===== Dataset content =====
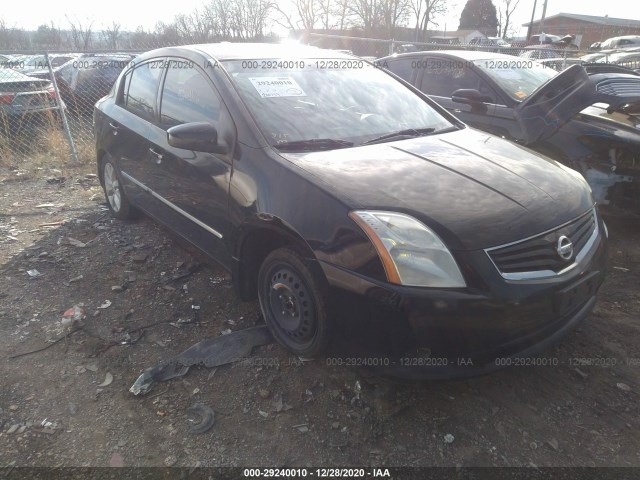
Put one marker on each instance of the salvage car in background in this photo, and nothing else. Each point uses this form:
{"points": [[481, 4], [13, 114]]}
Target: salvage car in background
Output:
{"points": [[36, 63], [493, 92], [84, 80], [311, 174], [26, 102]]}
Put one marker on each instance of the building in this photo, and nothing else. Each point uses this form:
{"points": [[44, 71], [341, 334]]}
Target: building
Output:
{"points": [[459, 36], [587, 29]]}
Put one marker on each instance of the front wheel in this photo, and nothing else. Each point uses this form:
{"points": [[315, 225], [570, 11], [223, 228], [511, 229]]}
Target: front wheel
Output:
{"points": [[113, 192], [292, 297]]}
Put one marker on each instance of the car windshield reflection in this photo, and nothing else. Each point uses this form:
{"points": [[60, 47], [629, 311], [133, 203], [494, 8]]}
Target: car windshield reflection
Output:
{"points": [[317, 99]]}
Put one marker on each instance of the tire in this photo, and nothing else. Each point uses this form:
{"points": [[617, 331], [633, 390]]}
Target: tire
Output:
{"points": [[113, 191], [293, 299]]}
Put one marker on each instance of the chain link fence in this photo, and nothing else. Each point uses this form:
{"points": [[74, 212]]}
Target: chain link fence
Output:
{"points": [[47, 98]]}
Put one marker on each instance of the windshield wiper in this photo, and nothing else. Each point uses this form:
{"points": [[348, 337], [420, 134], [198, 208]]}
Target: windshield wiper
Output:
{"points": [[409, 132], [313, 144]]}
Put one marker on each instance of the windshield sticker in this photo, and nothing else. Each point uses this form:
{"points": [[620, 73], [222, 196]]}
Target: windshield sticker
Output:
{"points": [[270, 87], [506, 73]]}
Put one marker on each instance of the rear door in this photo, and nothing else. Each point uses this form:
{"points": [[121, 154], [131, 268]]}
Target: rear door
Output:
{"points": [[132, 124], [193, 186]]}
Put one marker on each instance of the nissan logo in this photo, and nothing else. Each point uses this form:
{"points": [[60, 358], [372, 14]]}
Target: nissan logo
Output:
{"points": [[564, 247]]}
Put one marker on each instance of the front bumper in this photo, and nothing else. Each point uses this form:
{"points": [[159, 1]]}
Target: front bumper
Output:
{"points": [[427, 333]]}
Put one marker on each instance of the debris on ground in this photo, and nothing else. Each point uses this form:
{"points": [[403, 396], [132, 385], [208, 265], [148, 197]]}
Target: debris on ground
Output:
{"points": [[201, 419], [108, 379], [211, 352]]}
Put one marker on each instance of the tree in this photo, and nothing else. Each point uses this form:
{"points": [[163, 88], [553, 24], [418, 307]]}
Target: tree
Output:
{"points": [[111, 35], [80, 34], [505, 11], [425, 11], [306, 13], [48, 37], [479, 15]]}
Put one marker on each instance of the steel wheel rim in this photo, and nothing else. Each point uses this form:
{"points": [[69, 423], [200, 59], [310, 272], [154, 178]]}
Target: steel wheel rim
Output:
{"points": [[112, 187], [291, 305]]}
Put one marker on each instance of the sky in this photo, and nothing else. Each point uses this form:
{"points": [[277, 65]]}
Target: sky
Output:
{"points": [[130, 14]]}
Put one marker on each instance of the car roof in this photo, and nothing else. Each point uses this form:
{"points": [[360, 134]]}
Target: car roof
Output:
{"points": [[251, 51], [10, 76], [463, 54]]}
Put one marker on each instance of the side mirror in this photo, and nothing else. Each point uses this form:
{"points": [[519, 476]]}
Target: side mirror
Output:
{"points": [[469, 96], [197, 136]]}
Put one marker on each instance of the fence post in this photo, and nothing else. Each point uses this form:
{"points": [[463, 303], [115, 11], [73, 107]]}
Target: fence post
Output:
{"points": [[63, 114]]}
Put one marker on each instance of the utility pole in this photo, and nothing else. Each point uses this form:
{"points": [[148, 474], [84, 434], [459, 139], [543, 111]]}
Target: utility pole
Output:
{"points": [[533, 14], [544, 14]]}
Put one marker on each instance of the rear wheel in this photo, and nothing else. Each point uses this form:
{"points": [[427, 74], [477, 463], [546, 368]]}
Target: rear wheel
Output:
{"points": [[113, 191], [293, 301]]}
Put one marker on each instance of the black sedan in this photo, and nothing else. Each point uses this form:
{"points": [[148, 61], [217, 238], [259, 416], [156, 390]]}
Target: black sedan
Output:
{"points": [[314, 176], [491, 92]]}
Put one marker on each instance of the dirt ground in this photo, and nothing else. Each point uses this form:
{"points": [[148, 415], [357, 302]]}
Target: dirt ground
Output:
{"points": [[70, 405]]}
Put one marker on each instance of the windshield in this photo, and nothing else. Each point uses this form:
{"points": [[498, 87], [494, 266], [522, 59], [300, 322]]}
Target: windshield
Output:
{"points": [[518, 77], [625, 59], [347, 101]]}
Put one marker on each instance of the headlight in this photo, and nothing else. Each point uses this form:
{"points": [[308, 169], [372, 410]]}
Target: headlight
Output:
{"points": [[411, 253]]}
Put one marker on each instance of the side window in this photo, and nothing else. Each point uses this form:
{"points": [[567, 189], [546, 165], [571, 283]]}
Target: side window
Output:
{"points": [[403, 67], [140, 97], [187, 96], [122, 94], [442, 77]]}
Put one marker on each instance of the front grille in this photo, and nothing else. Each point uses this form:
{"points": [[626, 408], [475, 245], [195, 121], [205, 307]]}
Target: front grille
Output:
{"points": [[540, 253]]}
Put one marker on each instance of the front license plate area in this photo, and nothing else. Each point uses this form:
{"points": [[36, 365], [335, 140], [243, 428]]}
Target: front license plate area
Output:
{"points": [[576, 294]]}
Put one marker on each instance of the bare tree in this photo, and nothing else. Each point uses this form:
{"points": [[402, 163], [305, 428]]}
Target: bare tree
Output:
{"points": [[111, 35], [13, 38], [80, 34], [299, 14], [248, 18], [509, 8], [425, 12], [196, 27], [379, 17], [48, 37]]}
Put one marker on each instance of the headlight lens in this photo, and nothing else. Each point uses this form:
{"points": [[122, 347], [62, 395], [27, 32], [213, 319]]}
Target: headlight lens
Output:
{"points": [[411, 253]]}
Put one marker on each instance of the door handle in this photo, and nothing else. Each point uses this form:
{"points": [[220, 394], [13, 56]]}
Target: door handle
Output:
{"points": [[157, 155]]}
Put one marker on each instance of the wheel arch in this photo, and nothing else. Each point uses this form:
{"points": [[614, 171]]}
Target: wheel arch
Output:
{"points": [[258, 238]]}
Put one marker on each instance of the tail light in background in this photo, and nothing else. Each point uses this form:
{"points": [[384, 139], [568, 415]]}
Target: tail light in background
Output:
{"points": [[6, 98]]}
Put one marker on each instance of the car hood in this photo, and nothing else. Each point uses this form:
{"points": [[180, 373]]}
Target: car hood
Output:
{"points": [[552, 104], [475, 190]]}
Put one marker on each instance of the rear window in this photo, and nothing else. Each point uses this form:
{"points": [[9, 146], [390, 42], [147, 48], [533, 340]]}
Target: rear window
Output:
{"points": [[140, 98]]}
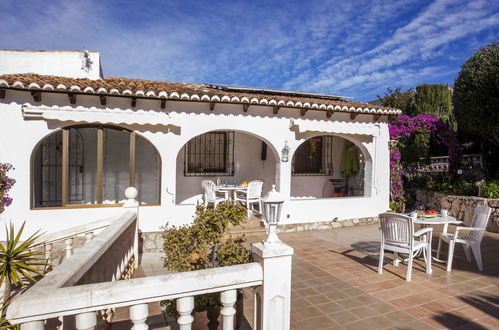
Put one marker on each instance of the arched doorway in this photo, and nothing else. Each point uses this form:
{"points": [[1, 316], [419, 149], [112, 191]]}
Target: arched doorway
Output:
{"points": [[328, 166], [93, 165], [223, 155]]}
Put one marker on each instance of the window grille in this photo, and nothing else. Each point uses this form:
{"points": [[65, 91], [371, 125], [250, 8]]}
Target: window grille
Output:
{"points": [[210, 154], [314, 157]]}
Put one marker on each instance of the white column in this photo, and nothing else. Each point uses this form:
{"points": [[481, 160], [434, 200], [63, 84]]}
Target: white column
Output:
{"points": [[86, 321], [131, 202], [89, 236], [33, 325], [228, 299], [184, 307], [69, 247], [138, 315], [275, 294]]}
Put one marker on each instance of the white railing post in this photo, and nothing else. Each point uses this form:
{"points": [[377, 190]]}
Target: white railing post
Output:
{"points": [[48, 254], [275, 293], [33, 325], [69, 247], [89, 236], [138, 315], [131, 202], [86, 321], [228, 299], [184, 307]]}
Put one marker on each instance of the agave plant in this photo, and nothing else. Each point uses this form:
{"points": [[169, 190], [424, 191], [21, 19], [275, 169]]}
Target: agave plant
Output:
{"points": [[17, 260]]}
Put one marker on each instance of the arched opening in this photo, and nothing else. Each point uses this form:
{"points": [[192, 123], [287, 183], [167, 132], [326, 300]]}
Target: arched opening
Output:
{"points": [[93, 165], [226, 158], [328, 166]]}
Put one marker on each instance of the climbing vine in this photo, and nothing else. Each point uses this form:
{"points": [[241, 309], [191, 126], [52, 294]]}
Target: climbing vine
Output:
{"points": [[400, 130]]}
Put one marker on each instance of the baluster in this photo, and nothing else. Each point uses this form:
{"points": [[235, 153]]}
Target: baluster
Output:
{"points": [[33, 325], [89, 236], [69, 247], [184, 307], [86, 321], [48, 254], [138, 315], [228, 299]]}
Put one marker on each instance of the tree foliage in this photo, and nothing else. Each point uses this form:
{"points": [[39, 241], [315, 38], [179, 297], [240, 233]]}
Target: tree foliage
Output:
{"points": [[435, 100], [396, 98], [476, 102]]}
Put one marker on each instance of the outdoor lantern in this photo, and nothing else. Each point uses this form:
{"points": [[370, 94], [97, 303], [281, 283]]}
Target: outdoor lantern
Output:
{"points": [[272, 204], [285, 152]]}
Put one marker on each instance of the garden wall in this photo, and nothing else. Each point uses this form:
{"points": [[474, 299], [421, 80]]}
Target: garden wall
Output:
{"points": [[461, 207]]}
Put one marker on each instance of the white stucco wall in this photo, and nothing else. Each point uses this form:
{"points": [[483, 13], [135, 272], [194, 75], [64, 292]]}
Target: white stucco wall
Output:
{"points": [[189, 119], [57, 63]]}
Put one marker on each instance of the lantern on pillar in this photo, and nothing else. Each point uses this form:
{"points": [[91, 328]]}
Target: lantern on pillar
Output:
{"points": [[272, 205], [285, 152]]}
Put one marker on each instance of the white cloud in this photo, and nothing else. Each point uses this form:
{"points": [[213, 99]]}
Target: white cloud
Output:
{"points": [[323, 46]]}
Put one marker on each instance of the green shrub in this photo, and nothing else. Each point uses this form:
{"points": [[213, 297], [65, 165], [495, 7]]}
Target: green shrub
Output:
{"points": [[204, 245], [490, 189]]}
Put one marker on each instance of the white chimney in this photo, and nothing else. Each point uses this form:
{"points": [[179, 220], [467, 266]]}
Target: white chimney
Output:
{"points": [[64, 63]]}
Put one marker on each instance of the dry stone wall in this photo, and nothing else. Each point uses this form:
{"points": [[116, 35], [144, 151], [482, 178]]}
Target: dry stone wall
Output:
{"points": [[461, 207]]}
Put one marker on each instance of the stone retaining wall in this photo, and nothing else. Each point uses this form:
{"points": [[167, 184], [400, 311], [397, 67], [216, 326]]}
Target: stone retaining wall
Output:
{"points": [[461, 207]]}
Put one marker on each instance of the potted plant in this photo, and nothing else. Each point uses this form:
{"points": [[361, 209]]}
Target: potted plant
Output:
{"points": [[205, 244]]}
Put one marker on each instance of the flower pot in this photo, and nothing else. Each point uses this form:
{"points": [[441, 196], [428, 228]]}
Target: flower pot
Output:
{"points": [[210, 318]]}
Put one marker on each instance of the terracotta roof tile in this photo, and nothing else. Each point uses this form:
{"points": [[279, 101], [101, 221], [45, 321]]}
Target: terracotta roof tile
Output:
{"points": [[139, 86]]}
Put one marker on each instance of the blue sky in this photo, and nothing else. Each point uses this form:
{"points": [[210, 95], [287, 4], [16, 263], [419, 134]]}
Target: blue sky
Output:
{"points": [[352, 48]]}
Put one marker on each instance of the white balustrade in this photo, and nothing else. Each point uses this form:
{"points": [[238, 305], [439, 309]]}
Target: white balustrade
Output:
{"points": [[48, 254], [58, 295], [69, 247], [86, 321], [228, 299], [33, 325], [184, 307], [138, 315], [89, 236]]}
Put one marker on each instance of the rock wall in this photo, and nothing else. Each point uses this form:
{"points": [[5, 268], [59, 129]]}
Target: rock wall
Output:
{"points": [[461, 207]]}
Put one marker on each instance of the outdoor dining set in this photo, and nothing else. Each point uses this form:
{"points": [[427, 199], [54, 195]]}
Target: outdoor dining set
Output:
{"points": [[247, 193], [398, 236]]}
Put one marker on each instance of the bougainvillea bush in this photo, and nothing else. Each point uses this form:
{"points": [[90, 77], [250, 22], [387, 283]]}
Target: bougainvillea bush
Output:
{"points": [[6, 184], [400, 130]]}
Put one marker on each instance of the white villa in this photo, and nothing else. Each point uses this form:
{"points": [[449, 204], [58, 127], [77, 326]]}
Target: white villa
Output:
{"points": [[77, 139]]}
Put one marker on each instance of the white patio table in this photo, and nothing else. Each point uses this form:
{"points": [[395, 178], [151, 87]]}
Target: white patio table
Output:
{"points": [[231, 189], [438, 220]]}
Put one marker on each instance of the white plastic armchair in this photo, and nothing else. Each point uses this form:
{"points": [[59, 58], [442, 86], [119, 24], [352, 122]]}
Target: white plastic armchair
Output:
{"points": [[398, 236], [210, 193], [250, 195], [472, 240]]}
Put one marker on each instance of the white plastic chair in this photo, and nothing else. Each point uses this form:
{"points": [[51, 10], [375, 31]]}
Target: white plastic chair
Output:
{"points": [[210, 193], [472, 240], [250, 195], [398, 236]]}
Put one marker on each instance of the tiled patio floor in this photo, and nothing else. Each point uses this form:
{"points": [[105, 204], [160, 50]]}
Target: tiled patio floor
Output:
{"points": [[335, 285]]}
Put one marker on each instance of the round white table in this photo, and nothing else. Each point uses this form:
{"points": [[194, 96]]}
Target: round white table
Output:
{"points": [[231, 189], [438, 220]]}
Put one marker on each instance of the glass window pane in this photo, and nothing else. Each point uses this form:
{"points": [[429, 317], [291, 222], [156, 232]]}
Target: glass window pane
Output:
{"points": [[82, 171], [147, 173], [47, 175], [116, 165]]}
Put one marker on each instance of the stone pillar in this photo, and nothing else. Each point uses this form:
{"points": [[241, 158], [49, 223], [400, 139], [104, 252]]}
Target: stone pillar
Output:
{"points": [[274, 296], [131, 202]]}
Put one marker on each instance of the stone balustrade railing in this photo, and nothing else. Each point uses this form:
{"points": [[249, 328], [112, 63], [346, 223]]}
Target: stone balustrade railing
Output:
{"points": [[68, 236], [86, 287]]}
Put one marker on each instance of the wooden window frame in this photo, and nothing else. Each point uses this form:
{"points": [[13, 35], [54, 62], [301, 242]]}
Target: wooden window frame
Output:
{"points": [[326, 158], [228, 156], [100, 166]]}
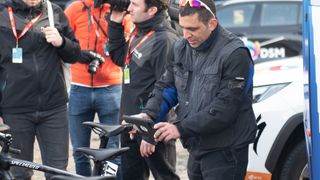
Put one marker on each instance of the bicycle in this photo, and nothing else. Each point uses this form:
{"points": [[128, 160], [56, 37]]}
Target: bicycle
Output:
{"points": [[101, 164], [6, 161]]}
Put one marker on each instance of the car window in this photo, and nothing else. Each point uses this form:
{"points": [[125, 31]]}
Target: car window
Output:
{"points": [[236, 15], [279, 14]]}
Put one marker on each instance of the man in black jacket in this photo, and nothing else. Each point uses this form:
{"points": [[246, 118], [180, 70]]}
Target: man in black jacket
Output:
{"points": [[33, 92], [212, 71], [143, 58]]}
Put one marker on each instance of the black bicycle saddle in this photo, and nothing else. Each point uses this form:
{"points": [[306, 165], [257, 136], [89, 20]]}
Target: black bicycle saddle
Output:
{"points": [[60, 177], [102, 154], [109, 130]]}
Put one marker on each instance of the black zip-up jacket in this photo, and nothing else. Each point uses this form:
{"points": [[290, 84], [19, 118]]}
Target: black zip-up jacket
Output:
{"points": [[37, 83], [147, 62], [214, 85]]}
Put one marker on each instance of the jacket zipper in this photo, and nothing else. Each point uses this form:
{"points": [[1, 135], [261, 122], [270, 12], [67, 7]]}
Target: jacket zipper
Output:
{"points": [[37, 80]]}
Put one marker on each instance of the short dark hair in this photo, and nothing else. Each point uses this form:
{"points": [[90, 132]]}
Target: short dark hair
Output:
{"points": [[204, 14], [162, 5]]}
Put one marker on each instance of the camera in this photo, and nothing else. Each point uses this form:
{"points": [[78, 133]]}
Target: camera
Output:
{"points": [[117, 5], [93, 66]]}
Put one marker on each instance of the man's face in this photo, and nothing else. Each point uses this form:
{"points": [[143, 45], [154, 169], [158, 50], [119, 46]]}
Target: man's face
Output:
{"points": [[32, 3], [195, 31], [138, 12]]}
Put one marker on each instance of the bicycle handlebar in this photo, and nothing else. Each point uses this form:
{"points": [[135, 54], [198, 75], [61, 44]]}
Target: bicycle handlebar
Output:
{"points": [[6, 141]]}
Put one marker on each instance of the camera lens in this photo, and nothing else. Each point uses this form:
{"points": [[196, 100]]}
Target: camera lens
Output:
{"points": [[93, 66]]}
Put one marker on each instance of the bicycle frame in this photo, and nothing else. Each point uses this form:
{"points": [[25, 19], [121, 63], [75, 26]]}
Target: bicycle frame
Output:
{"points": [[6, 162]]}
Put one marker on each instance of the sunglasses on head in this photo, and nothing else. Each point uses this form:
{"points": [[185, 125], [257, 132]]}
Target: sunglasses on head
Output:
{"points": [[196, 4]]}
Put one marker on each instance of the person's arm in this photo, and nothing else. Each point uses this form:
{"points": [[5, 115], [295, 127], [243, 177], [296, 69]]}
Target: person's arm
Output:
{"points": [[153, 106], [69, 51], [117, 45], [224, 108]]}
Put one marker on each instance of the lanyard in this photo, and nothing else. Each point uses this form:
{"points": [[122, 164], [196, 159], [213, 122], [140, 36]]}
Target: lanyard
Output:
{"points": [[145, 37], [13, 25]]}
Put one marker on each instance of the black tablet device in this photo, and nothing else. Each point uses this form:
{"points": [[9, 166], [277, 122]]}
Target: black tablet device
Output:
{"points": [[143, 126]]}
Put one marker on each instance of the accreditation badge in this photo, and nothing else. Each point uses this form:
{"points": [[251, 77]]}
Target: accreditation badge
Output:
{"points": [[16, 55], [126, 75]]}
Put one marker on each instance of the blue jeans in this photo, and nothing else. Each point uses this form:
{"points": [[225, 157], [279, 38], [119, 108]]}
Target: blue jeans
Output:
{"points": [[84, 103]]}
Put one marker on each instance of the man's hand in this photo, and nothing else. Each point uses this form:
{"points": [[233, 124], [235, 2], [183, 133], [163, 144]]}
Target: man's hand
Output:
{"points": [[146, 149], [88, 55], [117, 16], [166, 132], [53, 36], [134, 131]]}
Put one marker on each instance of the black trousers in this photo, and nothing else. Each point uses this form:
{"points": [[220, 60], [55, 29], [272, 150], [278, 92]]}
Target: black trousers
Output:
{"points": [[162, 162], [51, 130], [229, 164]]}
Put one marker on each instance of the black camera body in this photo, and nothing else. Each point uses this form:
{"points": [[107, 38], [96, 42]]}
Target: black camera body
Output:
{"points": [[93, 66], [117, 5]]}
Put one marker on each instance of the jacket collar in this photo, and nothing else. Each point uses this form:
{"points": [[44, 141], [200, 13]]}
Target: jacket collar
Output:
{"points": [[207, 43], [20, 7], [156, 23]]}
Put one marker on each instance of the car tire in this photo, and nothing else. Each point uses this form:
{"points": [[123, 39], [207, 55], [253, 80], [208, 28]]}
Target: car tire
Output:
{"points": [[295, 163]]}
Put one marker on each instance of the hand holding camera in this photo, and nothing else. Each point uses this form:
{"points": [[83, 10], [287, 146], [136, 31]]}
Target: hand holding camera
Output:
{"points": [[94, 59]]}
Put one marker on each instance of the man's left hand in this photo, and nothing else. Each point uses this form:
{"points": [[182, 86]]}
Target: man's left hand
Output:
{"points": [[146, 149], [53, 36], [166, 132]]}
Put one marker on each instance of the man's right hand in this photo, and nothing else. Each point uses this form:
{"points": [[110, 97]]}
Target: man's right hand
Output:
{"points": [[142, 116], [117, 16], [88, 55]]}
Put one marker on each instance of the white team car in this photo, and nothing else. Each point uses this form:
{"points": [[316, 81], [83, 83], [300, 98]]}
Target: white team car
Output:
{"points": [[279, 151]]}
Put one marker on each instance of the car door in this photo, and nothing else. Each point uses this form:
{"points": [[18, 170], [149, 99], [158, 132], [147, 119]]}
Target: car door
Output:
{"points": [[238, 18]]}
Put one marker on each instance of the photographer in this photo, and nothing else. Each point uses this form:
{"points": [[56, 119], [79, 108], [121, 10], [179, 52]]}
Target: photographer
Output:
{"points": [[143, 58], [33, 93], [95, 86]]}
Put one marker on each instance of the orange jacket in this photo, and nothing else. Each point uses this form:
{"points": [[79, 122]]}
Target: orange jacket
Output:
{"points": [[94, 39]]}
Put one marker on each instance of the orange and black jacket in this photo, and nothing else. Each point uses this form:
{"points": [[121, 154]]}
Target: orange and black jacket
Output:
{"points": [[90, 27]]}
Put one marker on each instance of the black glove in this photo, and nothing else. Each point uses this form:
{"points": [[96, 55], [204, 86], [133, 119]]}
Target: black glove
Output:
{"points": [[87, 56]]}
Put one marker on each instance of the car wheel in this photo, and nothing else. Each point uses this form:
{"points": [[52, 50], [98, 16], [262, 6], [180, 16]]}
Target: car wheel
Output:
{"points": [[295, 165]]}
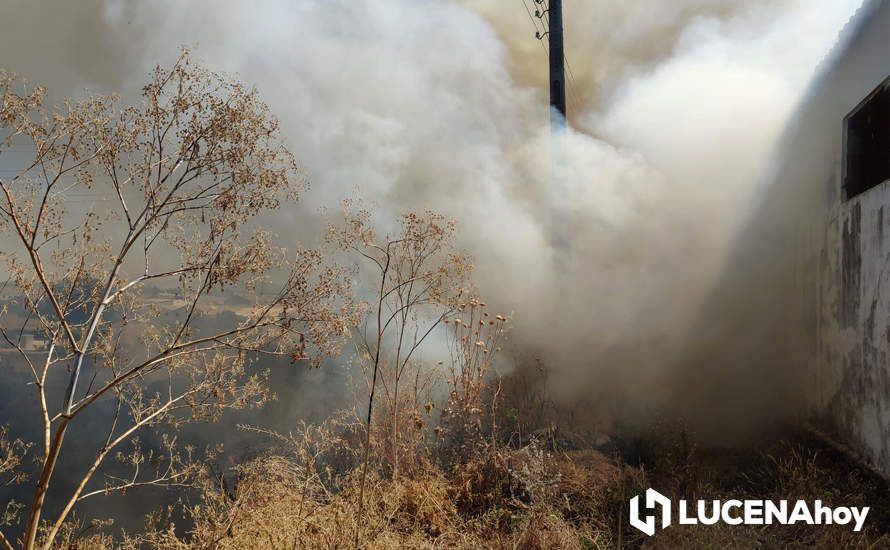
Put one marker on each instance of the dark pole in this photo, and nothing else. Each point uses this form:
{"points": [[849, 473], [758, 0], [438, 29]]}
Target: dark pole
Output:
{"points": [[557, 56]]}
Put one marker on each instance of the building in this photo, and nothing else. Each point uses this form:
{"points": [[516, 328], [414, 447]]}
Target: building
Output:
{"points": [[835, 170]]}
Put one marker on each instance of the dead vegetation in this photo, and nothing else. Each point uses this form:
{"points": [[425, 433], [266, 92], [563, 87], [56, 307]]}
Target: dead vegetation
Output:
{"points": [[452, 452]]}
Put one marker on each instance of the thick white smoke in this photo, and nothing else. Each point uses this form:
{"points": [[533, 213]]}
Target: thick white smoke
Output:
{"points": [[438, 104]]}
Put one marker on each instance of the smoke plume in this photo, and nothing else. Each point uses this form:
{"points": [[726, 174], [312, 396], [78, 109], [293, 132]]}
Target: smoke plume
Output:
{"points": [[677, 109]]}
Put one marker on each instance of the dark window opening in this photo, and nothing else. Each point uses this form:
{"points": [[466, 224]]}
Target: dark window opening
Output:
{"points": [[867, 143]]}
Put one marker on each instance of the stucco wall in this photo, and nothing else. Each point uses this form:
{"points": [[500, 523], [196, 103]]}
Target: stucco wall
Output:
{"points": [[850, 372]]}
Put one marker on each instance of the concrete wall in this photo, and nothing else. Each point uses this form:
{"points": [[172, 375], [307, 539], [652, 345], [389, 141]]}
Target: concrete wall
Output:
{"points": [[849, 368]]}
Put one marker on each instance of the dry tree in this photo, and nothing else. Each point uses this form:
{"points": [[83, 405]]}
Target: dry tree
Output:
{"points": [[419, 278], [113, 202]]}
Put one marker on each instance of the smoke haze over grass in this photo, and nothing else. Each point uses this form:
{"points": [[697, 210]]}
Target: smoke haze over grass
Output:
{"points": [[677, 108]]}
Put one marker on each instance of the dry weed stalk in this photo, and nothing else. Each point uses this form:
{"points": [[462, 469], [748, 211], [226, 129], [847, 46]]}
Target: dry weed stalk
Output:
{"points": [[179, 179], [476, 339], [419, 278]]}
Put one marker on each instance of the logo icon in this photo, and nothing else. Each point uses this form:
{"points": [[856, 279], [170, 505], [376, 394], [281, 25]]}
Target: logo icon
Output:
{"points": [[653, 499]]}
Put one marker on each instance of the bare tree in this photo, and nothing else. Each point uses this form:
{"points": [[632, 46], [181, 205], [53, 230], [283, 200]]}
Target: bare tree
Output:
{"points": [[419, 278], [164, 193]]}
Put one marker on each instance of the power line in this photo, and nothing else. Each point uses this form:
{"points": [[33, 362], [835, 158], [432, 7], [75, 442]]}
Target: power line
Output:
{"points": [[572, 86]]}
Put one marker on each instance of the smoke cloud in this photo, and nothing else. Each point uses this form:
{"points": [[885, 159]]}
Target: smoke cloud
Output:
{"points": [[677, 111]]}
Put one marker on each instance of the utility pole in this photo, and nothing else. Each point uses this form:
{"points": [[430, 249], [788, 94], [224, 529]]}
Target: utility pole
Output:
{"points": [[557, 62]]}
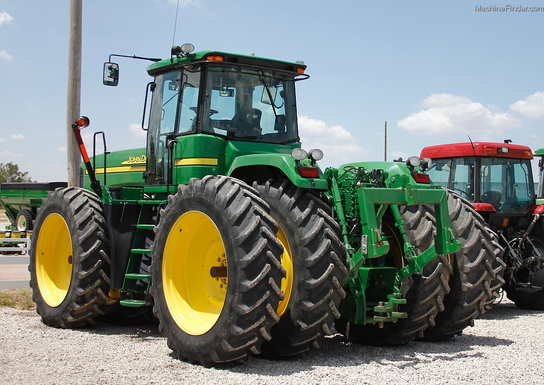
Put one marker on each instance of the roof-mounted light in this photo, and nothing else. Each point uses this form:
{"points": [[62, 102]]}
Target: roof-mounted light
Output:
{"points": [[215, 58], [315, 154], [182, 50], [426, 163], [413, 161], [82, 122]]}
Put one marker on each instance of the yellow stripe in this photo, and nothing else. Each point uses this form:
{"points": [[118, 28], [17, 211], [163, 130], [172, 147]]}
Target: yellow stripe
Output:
=====
Check the entries above for the word "salvage" and copy every line where it turns up.

> Exercise solution
Put one marker on each instance of the salvage car in background in this photo, and nothing else. Each point uses this form:
Target: salvage car in background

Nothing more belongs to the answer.